*Written task*: Format the records from the line containing "Exercise. Mark the iron" through the line containing "pixel 123 209" as a Markdown table with the columns No. and Line, giving each line a row number and skipping blank lines.

*Data supplied*:
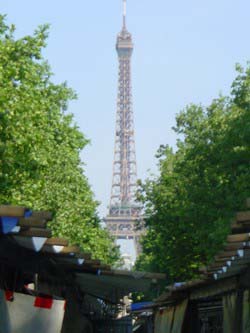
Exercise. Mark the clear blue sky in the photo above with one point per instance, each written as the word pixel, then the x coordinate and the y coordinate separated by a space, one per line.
pixel 185 51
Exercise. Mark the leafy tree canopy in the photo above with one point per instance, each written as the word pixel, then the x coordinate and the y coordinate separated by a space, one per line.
pixel 40 145
pixel 190 205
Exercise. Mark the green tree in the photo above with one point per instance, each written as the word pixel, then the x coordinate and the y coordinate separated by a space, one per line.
pixel 190 205
pixel 40 145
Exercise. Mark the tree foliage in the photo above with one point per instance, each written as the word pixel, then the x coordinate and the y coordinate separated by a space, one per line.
pixel 190 204
pixel 40 144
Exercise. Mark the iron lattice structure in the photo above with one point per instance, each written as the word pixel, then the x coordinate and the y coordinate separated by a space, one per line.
pixel 123 209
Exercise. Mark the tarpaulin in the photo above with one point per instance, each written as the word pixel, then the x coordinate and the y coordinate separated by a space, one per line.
pixel 22 313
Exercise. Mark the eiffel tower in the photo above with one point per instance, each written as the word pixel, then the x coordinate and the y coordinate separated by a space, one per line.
pixel 124 212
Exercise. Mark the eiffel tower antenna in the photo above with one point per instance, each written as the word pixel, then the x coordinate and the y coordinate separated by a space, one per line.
pixel 124 13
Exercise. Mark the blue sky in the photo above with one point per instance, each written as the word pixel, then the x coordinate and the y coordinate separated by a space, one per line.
pixel 185 51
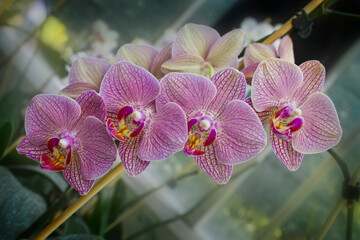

*Correct response*:
| No. | Line |
|---|---|
| 1 | Exercise. Mark the iron lattice structure in the photo above with one point per instance, each written as the word pixel, then the x coordinate and the y coordinate separated by a space, one per line. |
| 2 | pixel 123 209 |